» **RECORD EXCERPTS**
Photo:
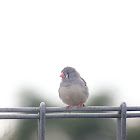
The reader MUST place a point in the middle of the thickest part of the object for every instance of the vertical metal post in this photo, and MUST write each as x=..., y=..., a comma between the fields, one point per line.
x=123, y=121
x=41, y=122
x=118, y=128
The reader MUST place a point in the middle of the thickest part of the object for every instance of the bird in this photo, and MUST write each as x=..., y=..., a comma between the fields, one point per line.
x=73, y=89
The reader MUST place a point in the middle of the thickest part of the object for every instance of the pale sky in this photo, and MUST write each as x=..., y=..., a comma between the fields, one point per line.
x=101, y=39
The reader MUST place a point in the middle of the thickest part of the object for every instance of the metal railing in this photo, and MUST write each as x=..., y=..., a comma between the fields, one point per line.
x=42, y=113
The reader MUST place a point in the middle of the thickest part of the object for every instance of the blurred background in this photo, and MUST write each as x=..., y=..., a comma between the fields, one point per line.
x=101, y=39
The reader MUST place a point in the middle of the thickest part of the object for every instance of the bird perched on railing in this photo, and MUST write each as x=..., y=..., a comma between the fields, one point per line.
x=73, y=89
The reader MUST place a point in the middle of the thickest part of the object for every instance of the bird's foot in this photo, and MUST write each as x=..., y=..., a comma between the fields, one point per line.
x=80, y=105
x=68, y=107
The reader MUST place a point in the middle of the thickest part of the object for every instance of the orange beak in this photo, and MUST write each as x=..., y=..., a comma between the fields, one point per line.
x=62, y=75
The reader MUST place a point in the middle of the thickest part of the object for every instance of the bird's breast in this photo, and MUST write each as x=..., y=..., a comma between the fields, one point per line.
x=72, y=95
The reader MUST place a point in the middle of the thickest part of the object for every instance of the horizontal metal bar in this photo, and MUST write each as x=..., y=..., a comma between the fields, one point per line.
x=82, y=115
x=88, y=108
x=67, y=115
x=19, y=116
x=20, y=109
x=64, y=109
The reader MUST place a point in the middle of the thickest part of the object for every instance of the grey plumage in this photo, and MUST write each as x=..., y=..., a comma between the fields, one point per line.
x=73, y=89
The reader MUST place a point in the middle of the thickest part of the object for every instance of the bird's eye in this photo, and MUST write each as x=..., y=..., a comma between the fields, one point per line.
x=67, y=75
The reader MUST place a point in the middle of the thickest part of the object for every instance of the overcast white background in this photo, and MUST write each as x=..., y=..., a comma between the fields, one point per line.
x=101, y=39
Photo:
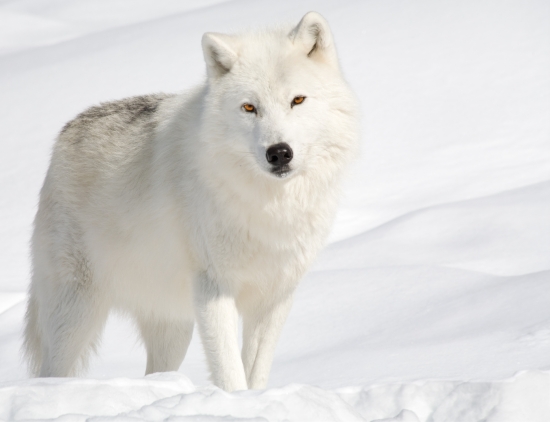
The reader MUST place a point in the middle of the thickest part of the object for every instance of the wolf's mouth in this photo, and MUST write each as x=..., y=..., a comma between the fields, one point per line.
x=281, y=171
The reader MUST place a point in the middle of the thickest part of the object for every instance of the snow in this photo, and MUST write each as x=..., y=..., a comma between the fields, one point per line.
x=432, y=302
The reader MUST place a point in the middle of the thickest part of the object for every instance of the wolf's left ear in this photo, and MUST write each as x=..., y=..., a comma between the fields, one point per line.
x=219, y=53
x=313, y=36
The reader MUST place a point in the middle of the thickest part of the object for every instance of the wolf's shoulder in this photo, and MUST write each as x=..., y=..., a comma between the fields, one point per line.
x=117, y=115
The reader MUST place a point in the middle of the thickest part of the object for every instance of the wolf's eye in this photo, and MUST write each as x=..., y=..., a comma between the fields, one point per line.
x=297, y=100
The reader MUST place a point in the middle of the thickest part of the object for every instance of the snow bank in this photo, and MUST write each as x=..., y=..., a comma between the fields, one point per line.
x=525, y=398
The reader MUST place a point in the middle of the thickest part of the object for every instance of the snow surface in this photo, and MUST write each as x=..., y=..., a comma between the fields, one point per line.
x=432, y=302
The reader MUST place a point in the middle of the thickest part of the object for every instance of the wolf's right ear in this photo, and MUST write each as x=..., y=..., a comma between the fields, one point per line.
x=219, y=53
x=312, y=35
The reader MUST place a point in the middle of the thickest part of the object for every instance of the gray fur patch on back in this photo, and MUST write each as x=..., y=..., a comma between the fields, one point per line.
x=117, y=114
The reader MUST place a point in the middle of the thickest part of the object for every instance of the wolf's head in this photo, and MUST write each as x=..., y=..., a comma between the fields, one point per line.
x=277, y=105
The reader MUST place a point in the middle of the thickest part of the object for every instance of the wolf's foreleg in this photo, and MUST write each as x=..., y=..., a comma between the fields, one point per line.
x=166, y=342
x=217, y=320
x=261, y=330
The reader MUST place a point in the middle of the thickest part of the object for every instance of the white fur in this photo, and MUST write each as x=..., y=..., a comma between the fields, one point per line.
x=189, y=223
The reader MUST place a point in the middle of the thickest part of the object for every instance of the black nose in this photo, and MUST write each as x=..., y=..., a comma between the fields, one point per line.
x=279, y=154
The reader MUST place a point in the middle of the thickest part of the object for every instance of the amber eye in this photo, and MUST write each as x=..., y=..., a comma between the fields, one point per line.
x=297, y=100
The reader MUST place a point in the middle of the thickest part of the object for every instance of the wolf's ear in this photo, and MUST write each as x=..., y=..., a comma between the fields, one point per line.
x=313, y=36
x=219, y=53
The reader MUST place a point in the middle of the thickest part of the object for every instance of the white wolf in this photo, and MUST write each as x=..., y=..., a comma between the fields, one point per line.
x=206, y=205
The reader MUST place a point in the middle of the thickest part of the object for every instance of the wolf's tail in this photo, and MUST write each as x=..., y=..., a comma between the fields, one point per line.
x=32, y=341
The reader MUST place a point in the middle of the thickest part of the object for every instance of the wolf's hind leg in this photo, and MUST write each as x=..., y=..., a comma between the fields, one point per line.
x=72, y=321
x=166, y=342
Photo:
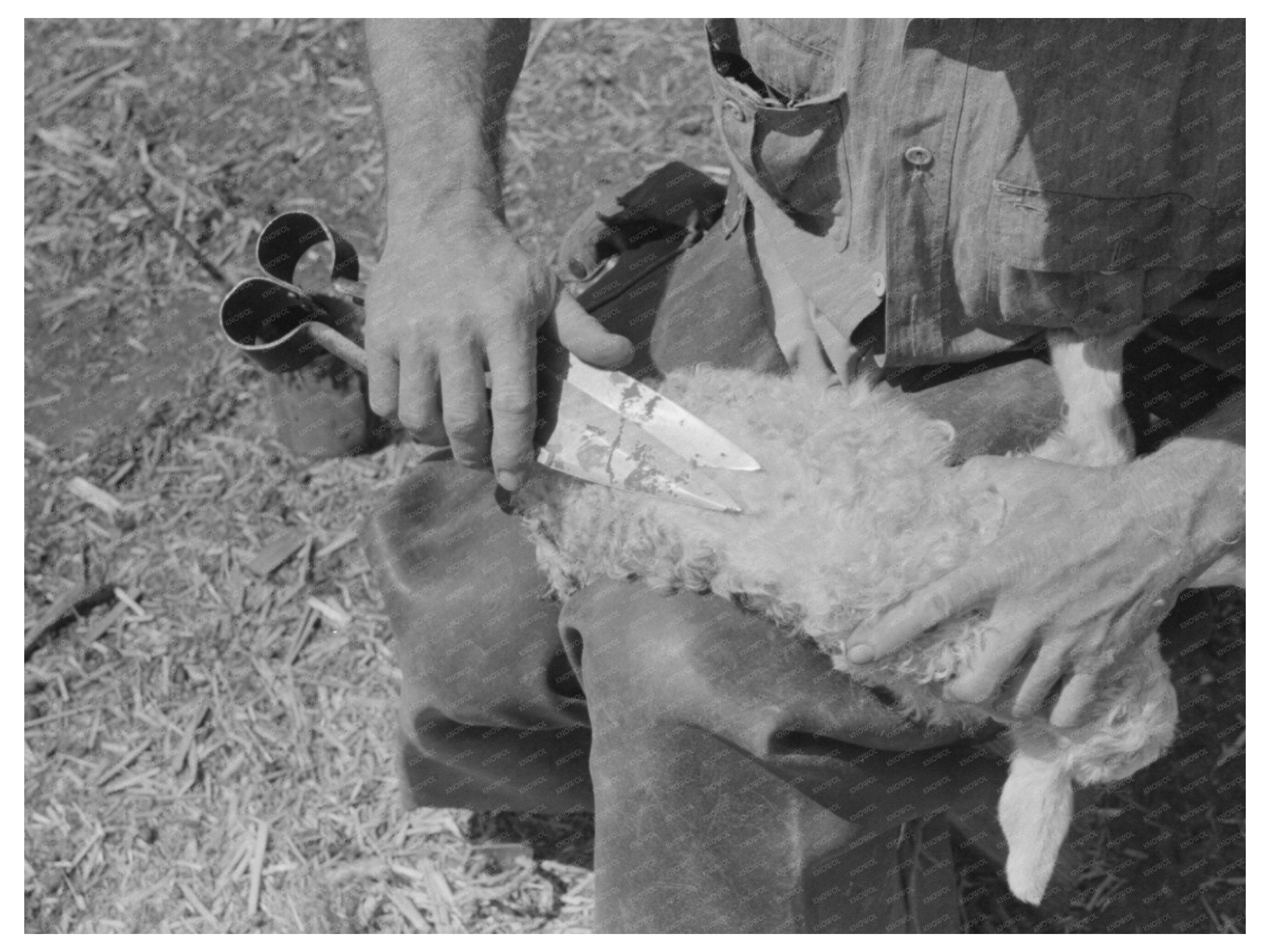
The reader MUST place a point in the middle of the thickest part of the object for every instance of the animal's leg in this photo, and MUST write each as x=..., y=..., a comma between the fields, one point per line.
x=793, y=313
x=1036, y=808
x=1036, y=812
x=1097, y=429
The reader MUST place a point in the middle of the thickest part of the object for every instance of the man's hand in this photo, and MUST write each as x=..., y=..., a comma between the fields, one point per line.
x=441, y=308
x=454, y=294
x=1087, y=563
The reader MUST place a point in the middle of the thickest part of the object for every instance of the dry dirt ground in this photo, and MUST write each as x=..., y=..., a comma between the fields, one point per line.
x=210, y=749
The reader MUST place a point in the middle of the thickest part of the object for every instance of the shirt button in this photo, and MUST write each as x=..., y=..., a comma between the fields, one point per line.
x=919, y=156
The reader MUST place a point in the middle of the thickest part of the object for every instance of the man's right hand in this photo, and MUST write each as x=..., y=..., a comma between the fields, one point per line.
x=444, y=305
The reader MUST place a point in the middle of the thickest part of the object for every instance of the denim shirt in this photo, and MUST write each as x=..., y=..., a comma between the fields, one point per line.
x=989, y=178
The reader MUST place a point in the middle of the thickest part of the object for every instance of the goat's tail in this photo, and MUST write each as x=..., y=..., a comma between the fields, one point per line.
x=1036, y=813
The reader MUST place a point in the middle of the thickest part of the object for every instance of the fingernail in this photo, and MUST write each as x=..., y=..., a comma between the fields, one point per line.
x=861, y=654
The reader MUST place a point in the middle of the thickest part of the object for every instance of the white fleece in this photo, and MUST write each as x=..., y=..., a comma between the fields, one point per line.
x=855, y=507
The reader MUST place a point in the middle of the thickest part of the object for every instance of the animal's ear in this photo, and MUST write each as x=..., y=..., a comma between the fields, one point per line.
x=1036, y=813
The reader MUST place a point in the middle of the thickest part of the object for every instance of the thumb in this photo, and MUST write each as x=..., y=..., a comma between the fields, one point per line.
x=586, y=337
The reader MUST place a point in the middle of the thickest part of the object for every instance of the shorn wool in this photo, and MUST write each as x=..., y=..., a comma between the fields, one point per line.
x=856, y=507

» **TASK TO COMPLETE**
Please reprint the listing above line for line, without changing a word and leaving out the pictures.

» **ANSWER FOR THE TASK**
Photo:
The reader MUST place a point in the middle of the thickest part of the object for every instance of the vertical metal post in this photo, and MUST write each as x=..., y=..., a comma between the fields, one point per line.
x=123, y=121
x=41, y=122
x=118, y=128
The reader MUST place a point in the middle of the thickest part of the object for every instance of the bird in this photo, and MUST write each as x=..., y=..., a comma between the fields, one point per line.
x=73, y=89
The reader MUST place a point in the middle of the thickest part of the object for every instance of the pale sky in this photo, and MUST write each as x=..., y=..., a comma between the fields, one point per line.
x=101, y=39
The reader MUST place a point in the middle of the thickest part of the object for every instance of the metal railing in this photo, and MUST write each as x=..., y=..., a comma between the fields, one point per line.
x=42, y=113
The reader MUST place a point in the middle of the thickest part of the object for every instance of the blurred background in this photo, and MUST write each as x=..., y=..., a comma between the fields, one point per line.
x=101, y=39
The reader MUST place a point in the middle of the thickest part of the object for every instance of the bird perched on railing in this photo, and MUST write each as x=..., y=..., a comma between the fields, one point per line.
x=73, y=89
The reader MUST place a point in the middle of the thickest part of the object for every instance of the bird's foot in this photo, and MUST write each as x=..., y=..., a comma between the fields, one point per line.
x=80, y=105
x=68, y=107
The reader MUST place a point in the middle of the thickest part of the object for every instance of the orange beak in this photo, and MUST write each as x=..., y=..., a comma between the fields, one point per line.
x=62, y=75
The reader MUST place a point in the middle of the thickest part of the object for every instance of the bird's breast in this photo, and MUST write each as x=..., y=..., a comma between the fields, one point per line.
x=72, y=95
The reader MUST place a point in the middle of the thickest part of the object for every instance of the horizontal metal bar in this photo, and MUST write each as x=..., y=..., a comma between the fields, one point per line.
x=82, y=115
x=88, y=108
x=67, y=115
x=19, y=116
x=20, y=109
x=64, y=109
The reader MUST place a point in the middle of the thickest part of the object for every instance of the grey plumage in this photo, and MUST write each as x=..., y=..., a comma between the fields, one point per line.
x=73, y=89
The reader MUST place a point in the middle of the thickest part of the object for every instance of the bird's eye in this photo, and MUST write each as x=..., y=..., a comma between the fields, one point per line.
x=67, y=75
The reader MUST place a point in the middle of the thickest part of the object for every instance of the overcast white background in this photo, and MUST write each as x=..., y=..., a comma between the fields, one point per line.
x=101, y=39
Photo:
The reader MUST place a point in the middle of the thickest part of the object for every instance of the wolf's mouth in this photo, and MUST write each as x=..., y=..., a comma between the fields, one point per line.
x=281, y=171
The reader MUST place a point in the middle of the thickest part of the object for every instance of the snow in this photo, and MUST write each as x=..., y=..., a comma between the fields, one point per line.
x=432, y=302
The reader MUST place a point in the middle of the thickest part of the object for every instance of the wolf's left ear in this photo, and MUST write each as x=..., y=..., a comma between the fields, one point per line.
x=219, y=53
x=313, y=36
The reader MUST place a point in the middle of the thickest part of the object for every instance of the wolf's shoulder in this photo, and MUST write each as x=..., y=..., a comma between the fields, one point per line.
x=117, y=115
The reader MUST place a point in the middle of the thickest part of the object for every instance of the wolf's eye in this photo, and MUST write each as x=..., y=..., a comma between the fields, one point per line.
x=297, y=100
The reader MUST place a point in the middle of the thickest part of the object for every instance of the snow bank in this photo, and MUST write each as x=..., y=..., a comma between the fields, one point per line.
x=525, y=398
The reader MUST place a point in the middle of the thickest part of the object for every instance of the snow surface in this photo, and MUST write each as x=..., y=..., a comma between the fields, one point per line.
x=432, y=302
The reader MUST place a point in the middle of the thickest part of the object for every instance of the wolf's right ear in this photo, and MUST write each as x=..., y=..., a comma between the fields, one point per line.
x=219, y=53
x=312, y=35
The reader MUST place a point in the middle of the thickest part of the object for every instance of the gray fur patch on back in this photo, and MUST write each as x=..., y=..., a comma between the fields, one point per line.
x=117, y=114
The reader MUST place a point in the middle of the thickest part of the object for every instance of the wolf's head in this photo, and MUST write each as x=..., y=..., a comma between the fields, one point per line.
x=277, y=105
The reader MUST place a point in the middle of the thickest part of the object for every instance of the wolf's foreleg in this photo, and MUST write each as x=..., y=..., a comma between the fields, one point per line.
x=166, y=342
x=217, y=320
x=261, y=330
The reader MUST place a point in the middle of the thickest part of the object for every instance of the white fur in this photo, and MUST write each as x=..., y=..., a comma between the fields, one point per line.
x=189, y=223
The reader MUST place a point in the middle of the thickest part of the object for every instance of the black nose in this photo, and MUST write each as x=..., y=..., a comma between the fields, one point per line.
x=279, y=154
The reader MUST place a point in the middle of the thickest part of the object for every instance of the amber eye in this photo, and MUST write each as x=..., y=..., a comma between the fields, one point per line.
x=297, y=100
The reader MUST place a point in the middle of the thickest part of the object for every instance of the wolf's ear in this photo, and MUST write each as x=..., y=..., a comma between the fields, one point per line.
x=313, y=36
x=219, y=53
The reader MUST place a point in the middle of the thickest part of the object for every instance of the white wolf in this photo, and MUST write each as x=..., y=..., a comma between the fields, one point per line.
x=206, y=205
The reader MUST place a point in the middle of the thickest part of the object for every instance of the wolf's tail in this photo, and MUST write each as x=..., y=..., a comma between the fields, one point per line.
x=32, y=341
The reader MUST place a point in the middle of the thickest part of the object for every instance of the wolf's hind leg in this photo, and MUST write each as x=..., y=..., a comma between the fields, one point per line.
x=72, y=321
x=166, y=342
Photo:
The reader MUST place a point in the middle of the thickest part of the object for every instance of the animal's leg in this photo, and MUST write each as x=..., y=..., a comma between the fields, one point per line.
x=793, y=313
x=1036, y=808
x=1036, y=812
x=1097, y=429
The reader MUST place a point in the middle of the thickest part of the object for every instance of the man's hand in this photo, and MUST write each as x=..., y=..., a comma between the fields, one point per line.
x=441, y=308
x=454, y=294
x=1087, y=563
The reader MUST place a point in the middle of the thickest part of the object for every instance of the dry dirt ground in this photo, and MUST write each as x=..., y=..., a comma between the fields, one point per line.
x=210, y=749
The reader MUST place a point in the middle of the thickest part of the object for every instance of the shirt button in this photo, and MUST write each as x=..., y=..., a comma between the fields, one point per line.
x=919, y=156
The reader MUST place a point in the middle of the thickest part of the object for every instance of the man's right hand in this photo, and MUST write each as x=..., y=..., a comma between the fields, one point per line.
x=444, y=305
The reader MUST place a point in the middle of the thickest part of the object for every instance of the denim shirt in this photo, and MUST write each as x=..., y=..., a comma between the fields, one point per line.
x=989, y=178
The reader MUST place a point in the middle of the thickest part of the object for every instance of the goat's tail in this photo, and MUST write each as x=..., y=..., a comma between the fields, one point per line.
x=1036, y=813
The reader MUST place a point in the middle of the thickest part of the object for every instance of the fingernail in this photo, and MUST write each as x=..., y=..., a comma between the fields, one point per line.
x=861, y=654
The reader MUST place a point in the middle of the thickest part of the object for every instance of the white fleece in this photo, and MUST write each as x=..., y=..., a comma between the fields, one point per line.
x=855, y=507
The reader MUST place a point in the middle of the thickest part of the object for every instance of the animal's ear in this photo, and MUST write each as x=..., y=..., a comma between the fields, one point per line.
x=1036, y=813
The reader MUST place a point in the middle of the thickest part of the object for every instance of the thumb in this photo, and MUST write each as x=..., y=..., a comma between the fields, one point per line.
x=586, y=337
The reader MUST place a point in the middle of the thickest part of the object for every instance of the shorn wool in this photo, and MUST write each as x=..., y=..., a comma between the fields, one point per line.
x=856, y=507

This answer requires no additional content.